DIE EINGABE →
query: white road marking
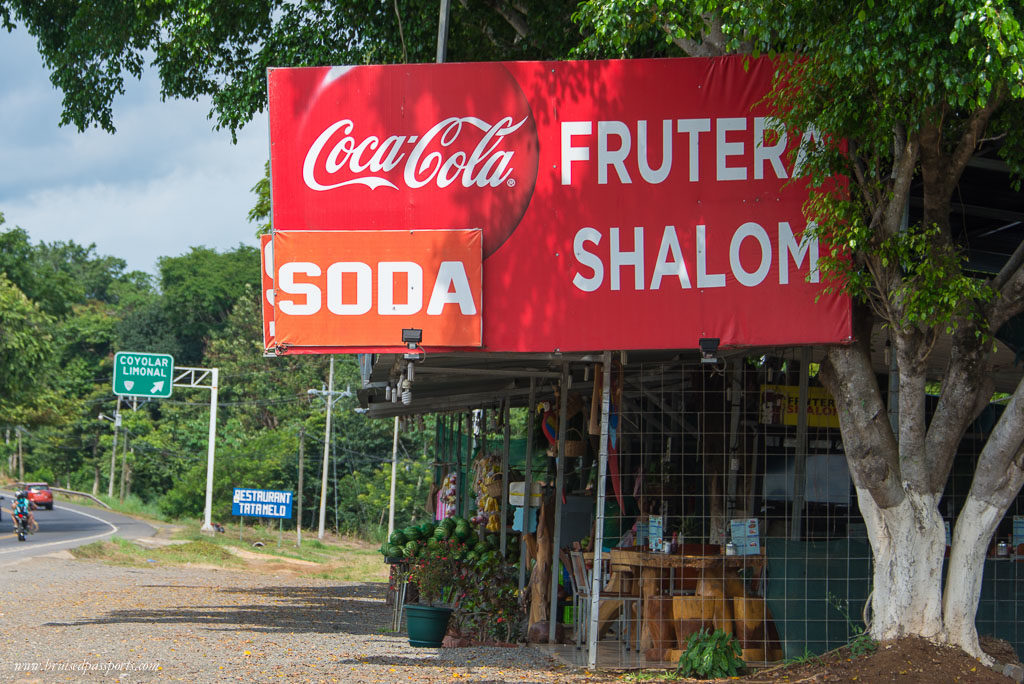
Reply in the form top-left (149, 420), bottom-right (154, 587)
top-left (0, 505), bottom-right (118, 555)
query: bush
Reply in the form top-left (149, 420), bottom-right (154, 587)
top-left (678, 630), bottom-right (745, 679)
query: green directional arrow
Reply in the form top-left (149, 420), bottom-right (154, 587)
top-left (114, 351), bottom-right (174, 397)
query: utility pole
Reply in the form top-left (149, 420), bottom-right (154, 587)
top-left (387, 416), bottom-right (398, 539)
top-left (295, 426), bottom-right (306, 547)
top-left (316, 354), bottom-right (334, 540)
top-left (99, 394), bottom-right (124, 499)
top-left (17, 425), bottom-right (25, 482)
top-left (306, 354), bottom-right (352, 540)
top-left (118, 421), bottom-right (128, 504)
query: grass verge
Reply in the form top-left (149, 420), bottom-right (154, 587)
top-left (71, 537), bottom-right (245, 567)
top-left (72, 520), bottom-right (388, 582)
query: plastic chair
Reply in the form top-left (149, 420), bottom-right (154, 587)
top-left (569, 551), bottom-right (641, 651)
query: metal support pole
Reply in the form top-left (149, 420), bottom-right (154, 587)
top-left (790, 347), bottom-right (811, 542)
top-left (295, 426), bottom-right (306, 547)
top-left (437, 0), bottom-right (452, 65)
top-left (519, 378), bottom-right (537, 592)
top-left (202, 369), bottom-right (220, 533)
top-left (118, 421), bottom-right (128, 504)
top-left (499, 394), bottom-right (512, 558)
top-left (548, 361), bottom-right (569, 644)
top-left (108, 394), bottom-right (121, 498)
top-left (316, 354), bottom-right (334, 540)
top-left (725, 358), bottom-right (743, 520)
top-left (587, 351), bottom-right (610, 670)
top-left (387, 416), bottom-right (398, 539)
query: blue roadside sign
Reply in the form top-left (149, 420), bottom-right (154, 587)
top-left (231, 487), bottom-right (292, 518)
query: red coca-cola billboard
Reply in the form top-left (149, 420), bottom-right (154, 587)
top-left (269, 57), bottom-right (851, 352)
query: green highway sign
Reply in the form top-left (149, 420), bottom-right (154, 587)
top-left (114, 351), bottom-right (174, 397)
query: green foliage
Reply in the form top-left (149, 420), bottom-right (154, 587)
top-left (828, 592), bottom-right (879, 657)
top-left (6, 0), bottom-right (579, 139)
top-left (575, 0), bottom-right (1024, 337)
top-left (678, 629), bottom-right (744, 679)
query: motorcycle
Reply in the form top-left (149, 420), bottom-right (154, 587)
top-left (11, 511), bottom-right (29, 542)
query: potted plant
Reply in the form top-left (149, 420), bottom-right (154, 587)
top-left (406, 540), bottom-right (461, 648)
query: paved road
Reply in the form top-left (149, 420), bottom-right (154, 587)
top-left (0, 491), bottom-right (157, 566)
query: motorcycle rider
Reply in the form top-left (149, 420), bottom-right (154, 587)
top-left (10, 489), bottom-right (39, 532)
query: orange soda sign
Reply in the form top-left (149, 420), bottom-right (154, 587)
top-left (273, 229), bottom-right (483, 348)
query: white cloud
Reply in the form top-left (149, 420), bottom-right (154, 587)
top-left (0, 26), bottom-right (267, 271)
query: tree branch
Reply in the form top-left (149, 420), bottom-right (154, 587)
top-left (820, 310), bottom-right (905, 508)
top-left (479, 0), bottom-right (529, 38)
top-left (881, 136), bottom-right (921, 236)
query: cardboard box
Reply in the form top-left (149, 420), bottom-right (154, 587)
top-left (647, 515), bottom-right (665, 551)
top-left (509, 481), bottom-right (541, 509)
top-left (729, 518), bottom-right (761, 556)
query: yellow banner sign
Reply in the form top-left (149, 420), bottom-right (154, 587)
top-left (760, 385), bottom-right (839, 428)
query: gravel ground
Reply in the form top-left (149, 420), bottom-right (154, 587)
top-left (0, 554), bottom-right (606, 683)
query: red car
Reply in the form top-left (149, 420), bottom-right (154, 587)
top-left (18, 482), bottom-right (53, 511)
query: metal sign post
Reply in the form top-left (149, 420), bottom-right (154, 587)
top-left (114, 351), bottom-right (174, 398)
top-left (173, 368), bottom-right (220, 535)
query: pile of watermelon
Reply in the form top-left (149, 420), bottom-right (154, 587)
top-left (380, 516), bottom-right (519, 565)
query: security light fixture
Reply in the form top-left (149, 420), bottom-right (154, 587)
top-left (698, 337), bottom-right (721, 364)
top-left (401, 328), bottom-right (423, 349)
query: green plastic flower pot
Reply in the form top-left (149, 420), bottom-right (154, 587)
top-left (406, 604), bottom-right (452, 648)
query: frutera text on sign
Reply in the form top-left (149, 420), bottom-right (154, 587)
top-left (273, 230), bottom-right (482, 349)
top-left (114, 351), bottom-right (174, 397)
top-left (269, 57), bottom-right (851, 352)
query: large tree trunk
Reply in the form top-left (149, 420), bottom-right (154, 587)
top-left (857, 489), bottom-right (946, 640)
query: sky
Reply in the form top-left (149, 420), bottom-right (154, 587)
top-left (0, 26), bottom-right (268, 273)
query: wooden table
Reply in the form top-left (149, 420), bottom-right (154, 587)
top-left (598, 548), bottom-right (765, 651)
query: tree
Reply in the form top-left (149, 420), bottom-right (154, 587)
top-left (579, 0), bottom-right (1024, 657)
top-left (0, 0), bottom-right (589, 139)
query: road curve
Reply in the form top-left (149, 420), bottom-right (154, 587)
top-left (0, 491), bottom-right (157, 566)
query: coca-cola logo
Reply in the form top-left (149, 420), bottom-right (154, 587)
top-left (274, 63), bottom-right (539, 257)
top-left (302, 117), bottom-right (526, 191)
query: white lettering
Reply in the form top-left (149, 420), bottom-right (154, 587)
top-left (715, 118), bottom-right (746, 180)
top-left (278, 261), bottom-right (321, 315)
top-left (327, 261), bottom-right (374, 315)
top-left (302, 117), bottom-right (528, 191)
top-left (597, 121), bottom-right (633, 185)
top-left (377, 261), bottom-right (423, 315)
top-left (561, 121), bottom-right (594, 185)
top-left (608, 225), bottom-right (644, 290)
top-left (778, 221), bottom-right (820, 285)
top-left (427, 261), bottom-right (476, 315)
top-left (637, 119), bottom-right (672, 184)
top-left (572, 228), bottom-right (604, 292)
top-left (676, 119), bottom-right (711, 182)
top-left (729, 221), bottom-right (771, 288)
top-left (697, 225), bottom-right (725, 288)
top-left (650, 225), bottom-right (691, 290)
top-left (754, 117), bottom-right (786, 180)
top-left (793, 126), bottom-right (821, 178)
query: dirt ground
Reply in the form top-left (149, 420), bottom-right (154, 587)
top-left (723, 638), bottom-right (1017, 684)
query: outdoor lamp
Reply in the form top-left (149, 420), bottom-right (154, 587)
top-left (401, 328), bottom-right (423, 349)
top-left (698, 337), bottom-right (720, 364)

ZU LÖSENDE AUFGABE → Formatiere den Teil der Einträge, der mit der Zeile beginnt, die „query: green highway sign“ enthält, und mit der Zeile endet, die „top-left (10, 489), bottom-right (39, 532)“ enthält, als nummerierte Liste, wobei beide Randzeilen dazugehören. Leerzeilen lässt du dabei weg.

LÖSUNG DER AUFGABE →
1. query: green highway sign
2. Reply in the form top-left (149, 420), bottom-right (154, 587)
3. top-left (114, 351), bottom-right (174, 397)
4. query: green foliage
5. Reply in the form top-left (149, 420), bottom-right (154, 587)
6. top-left (828, 592), bottom-right (879, 657)
7. top-left (6, 0), bottom-right (579, 139)
8. top-left (575, 0), bottom-right (1024, 337)
9. top-left (678, 629), bottom-right (744, 679)
10. query: motorcycle
11. Reply in the form top-left (149, 420), bottom-right (154, 587)
12. top-left (11, 511), bottom-right (29, 542)
13. query: potted plant
14. Reply in the form top-left (149, 420), bottom-right (154, 587)
15. top-left (406, 540), bottom-right (461, 648)
16. query: paved road
17. Reply in the form top-left (149, 420), bottom-right (154, 587)
18. top-left (0, 491), bottom-right (157, 566)
19. query: motorcycle rider
20. Reply in the form top-left (149, 420), bottom-right (154, 587)
21. top-left (10, 489), bottom-right (39, 532)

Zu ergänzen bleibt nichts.